Prompt: From the entries below, return only the lines starting at the one that contains "negative clicks: (131, 165) (126, 126)" and ending at the one that contains "79L143 77L133 73L134", exactly as they stand.

+++ Data supplied +++

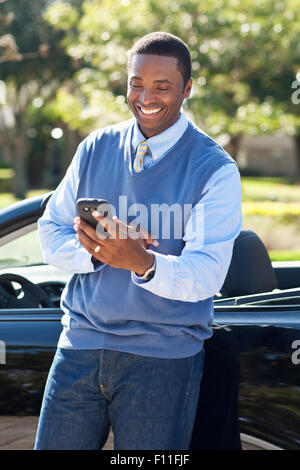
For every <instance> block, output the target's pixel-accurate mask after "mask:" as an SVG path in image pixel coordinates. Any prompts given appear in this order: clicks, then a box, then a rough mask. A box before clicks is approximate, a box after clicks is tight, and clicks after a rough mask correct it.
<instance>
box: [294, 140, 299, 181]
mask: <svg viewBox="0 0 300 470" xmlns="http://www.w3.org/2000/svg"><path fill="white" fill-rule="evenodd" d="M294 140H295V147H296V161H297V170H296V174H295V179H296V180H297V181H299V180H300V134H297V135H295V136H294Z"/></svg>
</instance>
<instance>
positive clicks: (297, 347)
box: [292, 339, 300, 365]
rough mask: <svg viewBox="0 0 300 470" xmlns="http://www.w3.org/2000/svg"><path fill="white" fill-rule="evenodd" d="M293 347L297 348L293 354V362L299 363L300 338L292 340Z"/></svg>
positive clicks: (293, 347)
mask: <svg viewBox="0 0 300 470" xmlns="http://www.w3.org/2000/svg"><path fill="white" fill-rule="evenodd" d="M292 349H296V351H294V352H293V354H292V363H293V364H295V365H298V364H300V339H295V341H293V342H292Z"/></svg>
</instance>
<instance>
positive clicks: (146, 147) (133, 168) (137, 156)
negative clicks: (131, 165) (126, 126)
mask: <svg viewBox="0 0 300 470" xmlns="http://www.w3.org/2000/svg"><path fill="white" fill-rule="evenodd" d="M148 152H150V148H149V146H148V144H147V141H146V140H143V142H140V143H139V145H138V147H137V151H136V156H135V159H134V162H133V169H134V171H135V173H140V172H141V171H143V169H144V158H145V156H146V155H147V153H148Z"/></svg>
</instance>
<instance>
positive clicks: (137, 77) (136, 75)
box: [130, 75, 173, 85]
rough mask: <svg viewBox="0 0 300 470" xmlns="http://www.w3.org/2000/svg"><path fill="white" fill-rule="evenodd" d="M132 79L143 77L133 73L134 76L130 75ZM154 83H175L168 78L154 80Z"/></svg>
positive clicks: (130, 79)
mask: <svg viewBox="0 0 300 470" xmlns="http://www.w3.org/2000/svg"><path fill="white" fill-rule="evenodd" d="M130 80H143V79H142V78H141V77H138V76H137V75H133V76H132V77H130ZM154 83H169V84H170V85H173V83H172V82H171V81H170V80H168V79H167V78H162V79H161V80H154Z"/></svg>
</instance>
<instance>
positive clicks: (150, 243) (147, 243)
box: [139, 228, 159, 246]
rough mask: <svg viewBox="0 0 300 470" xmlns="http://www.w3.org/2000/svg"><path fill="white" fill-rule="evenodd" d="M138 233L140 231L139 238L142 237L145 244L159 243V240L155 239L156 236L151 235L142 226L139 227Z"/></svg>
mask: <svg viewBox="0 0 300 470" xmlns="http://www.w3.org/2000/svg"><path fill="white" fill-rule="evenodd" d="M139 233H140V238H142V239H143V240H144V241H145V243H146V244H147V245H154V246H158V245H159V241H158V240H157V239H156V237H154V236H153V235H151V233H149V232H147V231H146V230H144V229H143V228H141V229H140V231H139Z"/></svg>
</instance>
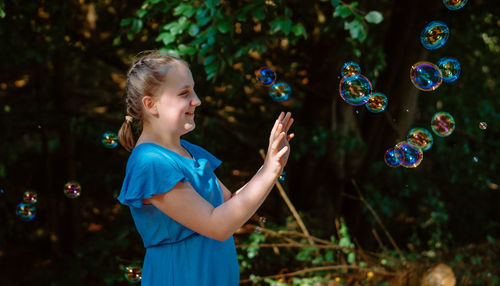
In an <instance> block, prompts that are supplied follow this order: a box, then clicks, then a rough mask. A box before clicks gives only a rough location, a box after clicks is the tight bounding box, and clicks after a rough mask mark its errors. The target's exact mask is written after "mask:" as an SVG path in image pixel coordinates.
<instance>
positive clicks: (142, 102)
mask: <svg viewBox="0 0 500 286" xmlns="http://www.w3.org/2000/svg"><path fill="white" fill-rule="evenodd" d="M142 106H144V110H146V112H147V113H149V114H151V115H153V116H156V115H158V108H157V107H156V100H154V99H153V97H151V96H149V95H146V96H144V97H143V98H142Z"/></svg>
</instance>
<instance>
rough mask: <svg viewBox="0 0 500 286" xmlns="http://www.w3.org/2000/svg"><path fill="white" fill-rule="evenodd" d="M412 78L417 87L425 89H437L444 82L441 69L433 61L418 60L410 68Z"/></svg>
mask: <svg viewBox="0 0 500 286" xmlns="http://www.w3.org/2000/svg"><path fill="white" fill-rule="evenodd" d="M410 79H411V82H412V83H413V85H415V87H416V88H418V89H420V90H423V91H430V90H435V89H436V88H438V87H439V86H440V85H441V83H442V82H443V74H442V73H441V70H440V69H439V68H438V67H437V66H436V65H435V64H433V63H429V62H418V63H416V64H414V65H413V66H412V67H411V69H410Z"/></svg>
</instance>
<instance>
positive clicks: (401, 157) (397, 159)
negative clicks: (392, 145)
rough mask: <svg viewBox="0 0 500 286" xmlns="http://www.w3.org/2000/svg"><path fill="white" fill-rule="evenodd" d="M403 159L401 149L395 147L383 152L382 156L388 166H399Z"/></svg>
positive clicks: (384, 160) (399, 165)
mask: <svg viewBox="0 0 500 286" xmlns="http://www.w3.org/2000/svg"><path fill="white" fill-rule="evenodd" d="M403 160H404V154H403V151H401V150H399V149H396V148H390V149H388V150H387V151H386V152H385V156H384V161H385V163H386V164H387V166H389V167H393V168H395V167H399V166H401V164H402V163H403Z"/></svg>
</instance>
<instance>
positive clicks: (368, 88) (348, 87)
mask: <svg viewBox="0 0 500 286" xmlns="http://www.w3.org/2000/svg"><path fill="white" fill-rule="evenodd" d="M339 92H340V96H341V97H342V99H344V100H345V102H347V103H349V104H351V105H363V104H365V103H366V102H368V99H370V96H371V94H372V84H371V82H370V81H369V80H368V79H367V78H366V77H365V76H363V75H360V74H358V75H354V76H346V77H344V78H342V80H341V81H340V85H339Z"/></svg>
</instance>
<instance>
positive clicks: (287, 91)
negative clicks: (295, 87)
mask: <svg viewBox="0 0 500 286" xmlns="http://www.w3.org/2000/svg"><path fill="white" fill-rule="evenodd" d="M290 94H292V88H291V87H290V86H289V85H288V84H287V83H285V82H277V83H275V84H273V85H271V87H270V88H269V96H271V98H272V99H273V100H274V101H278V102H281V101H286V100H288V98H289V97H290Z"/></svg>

+++
+++ Data supplied +++

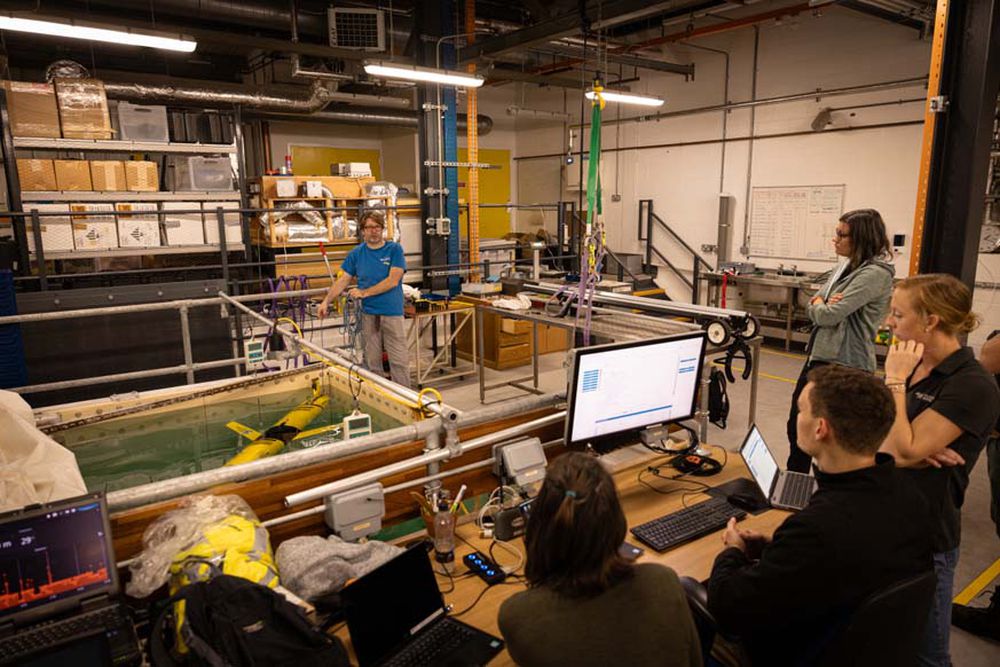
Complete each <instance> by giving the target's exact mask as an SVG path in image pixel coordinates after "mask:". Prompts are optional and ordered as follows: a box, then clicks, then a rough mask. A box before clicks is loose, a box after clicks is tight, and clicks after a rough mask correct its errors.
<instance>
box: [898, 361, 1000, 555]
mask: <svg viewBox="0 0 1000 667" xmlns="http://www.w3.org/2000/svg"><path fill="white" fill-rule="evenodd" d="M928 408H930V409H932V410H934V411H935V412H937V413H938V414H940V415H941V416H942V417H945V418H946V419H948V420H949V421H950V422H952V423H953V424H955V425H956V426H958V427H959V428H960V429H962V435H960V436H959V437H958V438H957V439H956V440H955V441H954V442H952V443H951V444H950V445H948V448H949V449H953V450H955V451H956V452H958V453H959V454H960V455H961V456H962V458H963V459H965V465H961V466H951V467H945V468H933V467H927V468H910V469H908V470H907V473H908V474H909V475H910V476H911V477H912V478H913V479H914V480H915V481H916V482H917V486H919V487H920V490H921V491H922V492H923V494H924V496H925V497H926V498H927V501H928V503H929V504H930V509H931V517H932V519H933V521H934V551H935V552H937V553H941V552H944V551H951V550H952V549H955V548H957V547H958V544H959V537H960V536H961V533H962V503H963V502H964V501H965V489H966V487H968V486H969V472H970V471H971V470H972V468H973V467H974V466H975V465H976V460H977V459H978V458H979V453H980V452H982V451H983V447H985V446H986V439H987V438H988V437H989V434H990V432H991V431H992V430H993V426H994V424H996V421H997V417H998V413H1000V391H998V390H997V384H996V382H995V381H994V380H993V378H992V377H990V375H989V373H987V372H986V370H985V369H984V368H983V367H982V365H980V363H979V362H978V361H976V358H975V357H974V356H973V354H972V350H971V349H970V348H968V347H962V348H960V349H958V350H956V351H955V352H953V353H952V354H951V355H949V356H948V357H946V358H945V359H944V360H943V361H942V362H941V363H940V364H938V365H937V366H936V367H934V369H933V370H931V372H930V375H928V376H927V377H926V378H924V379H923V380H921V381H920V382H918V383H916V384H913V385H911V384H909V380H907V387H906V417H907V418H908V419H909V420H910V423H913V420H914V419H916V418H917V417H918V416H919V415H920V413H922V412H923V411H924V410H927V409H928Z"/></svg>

+++

Task response:
negative clicks: (131, 165) (126, 126)
mask: <svg viewBox="0 0 300 470" xmlns="http://www.w3.org/2000/svg"><path fill="white" fill-rule="evenodd" d="M148 152H150V148H149V146H148V144H147V141H146V140H143V142H140V143H139V145H138V147H137V151H136V156H135V159H134V162H133V169H134V171H135V173H140V172H141V171H143V169H144V158H145V156H146V155H147V153H148Z"/></svg>
</instance>
<instance>
positive clicks: (137, 77) (136, 75)
box: [130, 75, 173, 85]
rough mask: <svg viewBox="0 0 300 470" xmlns="http://www.w3.org/2000/svg"><path fill="white" fill-rule="evenodd" d="M132 79L143 77L133 73L134 76L130 75ZM154 83H175L168 78L154 80Z"/></svg>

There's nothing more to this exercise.